● VORLIEGENDER TEXTAUSZUG:
Die Betriebszelle des KJV bei Hoesch wird die Aktivitäten des Komitees unterstützen, Unterschriften sammeln und die Kollegen zu den Veranstaltungen einladen."

In einer Lehrlingskorrespondenz heißt es:"
Es gibt augenblicklich folgende Anträge der Jugendvertretung Hoesch / Westfalenhütte:
1) ARBEITSKLEIDUNG
Dieser Antrag fordert für Auszubildende im 1. Jahr kostenlos zwei Arbeitsanzüge und in den darauf folgenden Jahren je einen Arbeitsanzug. - Es wird noch verhandelt.

2) FAHRGELDRÜCKERSTATTUNG
Dieser Antrag fordert für Auszubildende, die mit dem Auto zur Arbeit kommen, einen monatlichen Pauschalbetrag von 30 DM. Für Auszubildende, die mit einem Moped oder Mofa kommen, 15 DM. Und für Ausbildende, die mit öffentlichen Verkehrsmitteln kommen, eine 100%ige Fahrgeldrückerstattung. - Es wird noch verhandelt.

● AUFGABENSTELLUNG:
Welchen monatlichen Pauschalbetrag sollen laut dem Textauszug über die Anträge der Jugendvertretung bei Hoesch Auszubildende bekommen, die mit Moped oder Mofa zur Arbeit kommen? Die Datensätze haben keinen Bezug zum Textauszug.

● BEREITGESTELLTE DATENSÄTZE:
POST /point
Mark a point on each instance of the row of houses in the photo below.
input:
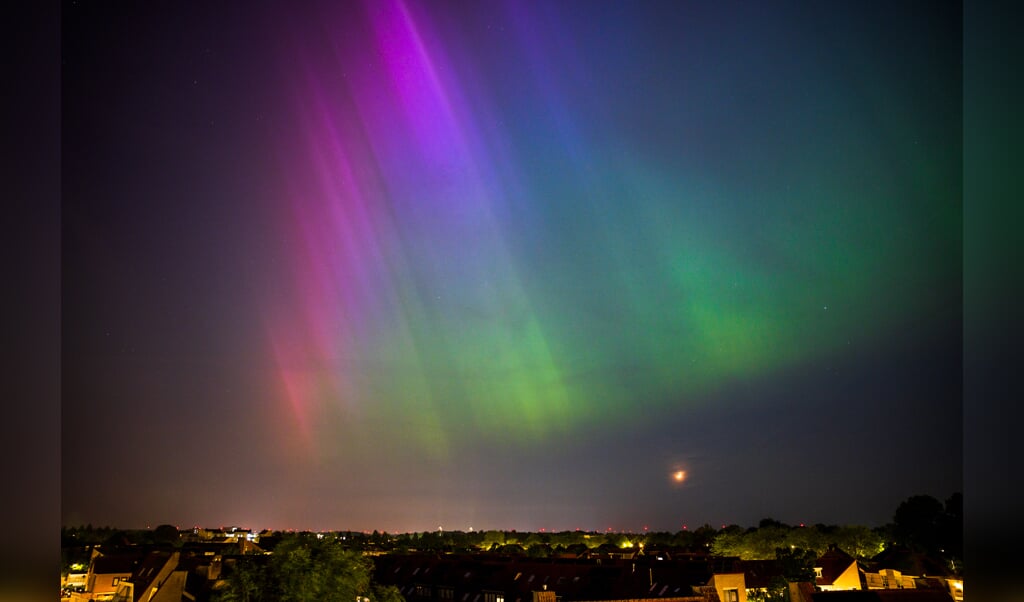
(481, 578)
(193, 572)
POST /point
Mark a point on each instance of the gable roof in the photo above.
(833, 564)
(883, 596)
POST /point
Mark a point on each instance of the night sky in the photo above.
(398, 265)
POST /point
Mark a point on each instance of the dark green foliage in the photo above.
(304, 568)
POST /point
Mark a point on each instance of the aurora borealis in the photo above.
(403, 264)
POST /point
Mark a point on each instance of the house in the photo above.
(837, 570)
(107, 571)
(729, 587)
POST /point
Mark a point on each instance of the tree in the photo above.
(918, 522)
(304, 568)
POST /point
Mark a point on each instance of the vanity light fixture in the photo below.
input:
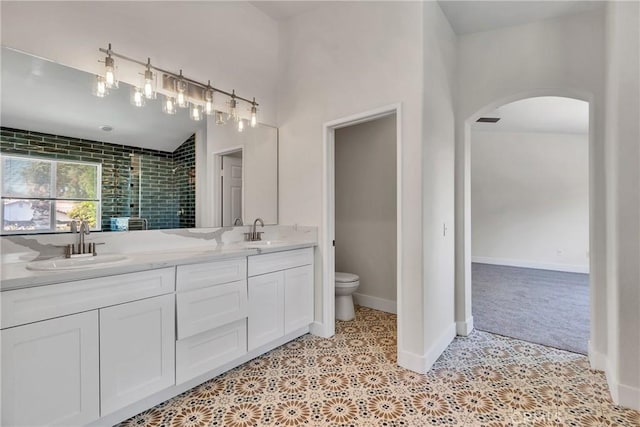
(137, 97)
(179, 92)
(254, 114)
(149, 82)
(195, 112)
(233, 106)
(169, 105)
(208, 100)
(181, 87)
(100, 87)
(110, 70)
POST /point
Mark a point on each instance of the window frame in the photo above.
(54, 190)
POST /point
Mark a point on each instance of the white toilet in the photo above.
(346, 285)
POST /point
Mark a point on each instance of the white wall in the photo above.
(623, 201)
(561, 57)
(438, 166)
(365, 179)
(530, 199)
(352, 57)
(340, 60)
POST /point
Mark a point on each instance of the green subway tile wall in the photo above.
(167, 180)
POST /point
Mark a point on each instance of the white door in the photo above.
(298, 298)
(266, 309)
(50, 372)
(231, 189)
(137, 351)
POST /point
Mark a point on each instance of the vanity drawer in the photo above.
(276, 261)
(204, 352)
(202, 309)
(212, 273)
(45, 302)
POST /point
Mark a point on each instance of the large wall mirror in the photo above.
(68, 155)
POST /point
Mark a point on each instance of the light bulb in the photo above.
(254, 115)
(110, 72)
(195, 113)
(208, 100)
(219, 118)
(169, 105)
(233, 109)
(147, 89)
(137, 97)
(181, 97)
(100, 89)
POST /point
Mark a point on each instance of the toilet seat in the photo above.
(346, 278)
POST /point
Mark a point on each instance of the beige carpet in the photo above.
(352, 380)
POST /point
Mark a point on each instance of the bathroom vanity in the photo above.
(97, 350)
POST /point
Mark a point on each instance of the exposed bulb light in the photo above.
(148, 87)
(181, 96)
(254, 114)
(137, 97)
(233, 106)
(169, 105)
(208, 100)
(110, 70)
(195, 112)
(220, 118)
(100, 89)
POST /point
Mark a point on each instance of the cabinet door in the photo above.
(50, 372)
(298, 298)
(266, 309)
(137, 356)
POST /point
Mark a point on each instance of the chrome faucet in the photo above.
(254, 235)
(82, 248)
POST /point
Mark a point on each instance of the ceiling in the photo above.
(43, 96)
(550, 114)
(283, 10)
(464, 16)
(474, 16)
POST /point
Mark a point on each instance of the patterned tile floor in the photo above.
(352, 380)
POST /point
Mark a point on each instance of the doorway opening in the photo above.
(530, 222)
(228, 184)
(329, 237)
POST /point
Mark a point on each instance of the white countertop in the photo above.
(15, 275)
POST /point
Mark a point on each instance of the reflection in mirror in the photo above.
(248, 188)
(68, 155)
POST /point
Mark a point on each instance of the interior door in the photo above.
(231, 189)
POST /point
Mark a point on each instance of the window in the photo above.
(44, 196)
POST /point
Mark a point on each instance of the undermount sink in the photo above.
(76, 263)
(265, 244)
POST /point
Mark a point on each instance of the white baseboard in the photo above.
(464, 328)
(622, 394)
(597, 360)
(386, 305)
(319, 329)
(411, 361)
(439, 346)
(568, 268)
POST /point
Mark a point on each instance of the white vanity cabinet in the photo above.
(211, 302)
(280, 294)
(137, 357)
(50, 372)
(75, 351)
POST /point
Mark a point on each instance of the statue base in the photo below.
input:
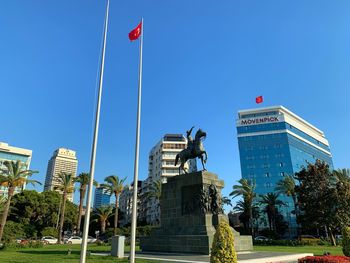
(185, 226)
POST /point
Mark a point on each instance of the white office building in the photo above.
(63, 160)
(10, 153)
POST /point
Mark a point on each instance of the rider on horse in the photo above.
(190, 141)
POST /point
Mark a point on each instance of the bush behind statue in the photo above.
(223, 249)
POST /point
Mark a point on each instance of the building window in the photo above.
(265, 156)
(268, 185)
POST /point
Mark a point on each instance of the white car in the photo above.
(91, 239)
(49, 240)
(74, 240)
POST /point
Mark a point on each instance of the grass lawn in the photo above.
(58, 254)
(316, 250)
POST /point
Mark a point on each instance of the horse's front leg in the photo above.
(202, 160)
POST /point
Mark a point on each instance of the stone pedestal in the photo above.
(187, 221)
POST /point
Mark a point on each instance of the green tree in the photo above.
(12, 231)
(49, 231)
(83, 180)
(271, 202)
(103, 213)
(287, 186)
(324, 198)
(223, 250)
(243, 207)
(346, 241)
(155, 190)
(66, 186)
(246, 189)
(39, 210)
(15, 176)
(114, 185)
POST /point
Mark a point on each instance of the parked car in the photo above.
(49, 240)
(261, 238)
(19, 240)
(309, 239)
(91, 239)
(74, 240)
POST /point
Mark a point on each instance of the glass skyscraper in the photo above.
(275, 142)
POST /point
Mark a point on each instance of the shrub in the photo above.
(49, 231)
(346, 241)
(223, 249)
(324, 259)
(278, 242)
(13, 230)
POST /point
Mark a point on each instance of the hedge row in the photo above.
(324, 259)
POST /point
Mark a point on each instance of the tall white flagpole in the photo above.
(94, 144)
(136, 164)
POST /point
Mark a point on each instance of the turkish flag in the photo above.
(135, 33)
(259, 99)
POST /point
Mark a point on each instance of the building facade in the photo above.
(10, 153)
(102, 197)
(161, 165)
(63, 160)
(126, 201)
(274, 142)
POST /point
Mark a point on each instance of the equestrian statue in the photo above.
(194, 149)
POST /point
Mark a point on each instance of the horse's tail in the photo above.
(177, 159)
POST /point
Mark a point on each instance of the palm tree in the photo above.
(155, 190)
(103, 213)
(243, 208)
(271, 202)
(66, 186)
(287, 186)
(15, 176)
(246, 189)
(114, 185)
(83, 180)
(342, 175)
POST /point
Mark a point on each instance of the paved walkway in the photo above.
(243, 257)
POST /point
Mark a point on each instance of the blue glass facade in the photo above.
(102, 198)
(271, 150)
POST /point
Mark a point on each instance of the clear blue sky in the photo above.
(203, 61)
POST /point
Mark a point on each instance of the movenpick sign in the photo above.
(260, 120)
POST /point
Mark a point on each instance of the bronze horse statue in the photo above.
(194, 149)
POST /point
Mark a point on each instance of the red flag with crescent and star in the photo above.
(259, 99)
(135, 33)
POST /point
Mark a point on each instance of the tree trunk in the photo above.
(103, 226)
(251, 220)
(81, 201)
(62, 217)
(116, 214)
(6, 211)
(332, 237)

● RICHTIGE LÖSUNG:
15 DM